Dataset entries
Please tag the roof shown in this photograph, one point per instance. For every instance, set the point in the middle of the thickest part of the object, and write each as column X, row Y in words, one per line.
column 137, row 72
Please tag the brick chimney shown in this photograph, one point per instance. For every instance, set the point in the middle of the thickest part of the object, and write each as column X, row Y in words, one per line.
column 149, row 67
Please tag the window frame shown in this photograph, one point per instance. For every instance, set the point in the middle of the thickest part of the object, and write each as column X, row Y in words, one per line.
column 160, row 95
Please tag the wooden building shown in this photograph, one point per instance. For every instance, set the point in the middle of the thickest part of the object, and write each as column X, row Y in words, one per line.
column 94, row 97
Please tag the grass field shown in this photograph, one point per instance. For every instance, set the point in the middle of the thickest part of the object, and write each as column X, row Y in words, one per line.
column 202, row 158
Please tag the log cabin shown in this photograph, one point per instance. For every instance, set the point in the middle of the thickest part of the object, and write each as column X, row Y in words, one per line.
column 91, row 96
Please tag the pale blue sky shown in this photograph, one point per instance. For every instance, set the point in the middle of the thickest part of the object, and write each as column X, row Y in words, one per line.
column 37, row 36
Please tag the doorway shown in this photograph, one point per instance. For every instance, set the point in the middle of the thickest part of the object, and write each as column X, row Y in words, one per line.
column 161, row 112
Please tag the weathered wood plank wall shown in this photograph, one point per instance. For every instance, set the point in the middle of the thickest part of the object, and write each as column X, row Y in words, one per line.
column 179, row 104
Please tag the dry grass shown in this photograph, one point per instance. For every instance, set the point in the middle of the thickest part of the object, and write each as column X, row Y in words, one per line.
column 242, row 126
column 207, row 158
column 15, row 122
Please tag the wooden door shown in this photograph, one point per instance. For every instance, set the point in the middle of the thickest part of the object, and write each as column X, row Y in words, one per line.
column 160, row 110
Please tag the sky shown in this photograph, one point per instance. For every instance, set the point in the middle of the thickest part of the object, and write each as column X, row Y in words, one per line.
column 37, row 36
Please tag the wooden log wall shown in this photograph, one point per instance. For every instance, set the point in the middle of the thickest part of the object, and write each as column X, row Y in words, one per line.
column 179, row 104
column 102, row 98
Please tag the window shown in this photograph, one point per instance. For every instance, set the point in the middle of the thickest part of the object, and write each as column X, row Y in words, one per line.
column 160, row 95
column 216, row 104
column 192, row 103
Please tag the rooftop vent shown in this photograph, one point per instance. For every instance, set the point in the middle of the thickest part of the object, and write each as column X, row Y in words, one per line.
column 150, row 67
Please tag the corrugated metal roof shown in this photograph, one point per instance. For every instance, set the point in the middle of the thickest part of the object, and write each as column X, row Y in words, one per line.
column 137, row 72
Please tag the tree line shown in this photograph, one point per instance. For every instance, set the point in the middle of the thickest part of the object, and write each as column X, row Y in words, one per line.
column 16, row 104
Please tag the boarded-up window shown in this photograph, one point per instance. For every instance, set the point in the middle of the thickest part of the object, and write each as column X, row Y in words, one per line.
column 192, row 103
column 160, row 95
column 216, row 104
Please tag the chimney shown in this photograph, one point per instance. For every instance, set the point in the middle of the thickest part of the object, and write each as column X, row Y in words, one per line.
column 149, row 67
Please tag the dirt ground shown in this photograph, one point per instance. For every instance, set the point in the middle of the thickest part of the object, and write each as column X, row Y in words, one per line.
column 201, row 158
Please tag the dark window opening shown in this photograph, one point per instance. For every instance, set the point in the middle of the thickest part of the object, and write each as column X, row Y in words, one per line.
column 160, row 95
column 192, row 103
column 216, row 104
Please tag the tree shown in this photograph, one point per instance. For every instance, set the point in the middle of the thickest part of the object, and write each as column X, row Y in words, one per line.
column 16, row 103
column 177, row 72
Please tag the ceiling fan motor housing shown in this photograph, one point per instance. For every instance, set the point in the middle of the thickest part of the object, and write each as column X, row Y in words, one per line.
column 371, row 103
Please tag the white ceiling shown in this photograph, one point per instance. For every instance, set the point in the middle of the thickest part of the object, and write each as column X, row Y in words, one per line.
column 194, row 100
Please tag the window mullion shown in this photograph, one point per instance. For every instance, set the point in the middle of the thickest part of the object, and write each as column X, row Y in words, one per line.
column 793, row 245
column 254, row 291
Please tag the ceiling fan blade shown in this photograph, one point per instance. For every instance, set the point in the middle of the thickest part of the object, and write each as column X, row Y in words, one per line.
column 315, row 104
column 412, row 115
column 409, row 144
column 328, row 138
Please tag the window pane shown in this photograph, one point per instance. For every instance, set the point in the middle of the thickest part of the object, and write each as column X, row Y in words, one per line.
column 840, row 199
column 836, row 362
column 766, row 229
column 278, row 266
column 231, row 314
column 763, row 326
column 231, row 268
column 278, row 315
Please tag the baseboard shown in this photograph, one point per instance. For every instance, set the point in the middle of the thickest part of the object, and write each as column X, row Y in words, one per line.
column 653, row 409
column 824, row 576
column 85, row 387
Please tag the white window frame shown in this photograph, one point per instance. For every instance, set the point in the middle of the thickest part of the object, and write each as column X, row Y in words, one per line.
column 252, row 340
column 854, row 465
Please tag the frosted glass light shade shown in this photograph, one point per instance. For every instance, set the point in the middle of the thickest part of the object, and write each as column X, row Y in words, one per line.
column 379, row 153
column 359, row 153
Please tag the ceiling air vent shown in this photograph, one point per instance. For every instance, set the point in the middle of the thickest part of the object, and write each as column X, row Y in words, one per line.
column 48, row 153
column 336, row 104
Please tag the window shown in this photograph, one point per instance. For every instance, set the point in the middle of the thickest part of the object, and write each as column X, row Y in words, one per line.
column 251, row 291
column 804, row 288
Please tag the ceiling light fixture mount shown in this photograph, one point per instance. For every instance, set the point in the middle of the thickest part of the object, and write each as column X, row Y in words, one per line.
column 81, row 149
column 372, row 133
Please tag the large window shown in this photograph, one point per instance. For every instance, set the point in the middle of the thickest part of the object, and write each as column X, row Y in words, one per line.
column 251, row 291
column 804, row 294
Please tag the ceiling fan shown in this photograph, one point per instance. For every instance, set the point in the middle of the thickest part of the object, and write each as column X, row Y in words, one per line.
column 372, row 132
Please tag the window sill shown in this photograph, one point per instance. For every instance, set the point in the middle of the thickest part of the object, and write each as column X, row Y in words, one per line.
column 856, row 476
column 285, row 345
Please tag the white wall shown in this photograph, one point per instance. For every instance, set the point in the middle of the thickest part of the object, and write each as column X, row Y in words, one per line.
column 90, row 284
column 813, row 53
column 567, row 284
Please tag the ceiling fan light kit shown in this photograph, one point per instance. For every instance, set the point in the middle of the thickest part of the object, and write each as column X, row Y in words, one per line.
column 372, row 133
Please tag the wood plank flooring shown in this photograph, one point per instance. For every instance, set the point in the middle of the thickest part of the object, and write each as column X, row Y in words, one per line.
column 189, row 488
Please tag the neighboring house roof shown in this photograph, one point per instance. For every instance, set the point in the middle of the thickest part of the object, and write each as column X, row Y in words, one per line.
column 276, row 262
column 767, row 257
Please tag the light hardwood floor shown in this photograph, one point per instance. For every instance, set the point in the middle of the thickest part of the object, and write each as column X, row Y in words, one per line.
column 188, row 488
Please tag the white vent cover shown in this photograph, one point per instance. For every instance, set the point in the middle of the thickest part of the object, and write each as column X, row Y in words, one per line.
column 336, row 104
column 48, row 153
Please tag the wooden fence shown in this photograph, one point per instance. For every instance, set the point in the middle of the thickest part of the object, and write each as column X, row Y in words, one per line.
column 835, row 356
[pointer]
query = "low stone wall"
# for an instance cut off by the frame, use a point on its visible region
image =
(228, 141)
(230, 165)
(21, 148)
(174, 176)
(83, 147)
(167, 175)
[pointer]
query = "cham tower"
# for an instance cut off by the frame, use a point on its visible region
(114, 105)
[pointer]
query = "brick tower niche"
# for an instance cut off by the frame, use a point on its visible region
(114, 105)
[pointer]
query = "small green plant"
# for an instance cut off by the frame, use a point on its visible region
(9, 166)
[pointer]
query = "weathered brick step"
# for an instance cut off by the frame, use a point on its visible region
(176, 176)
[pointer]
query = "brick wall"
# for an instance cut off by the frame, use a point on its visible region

Problem to solve
List every line above containing the word "query".

Problem solution
query = "low stone wall"
query = "cham tower"
query = "brick tower niche"
query = "small green plant"
query = "weathered brick step"
query = "brick wall"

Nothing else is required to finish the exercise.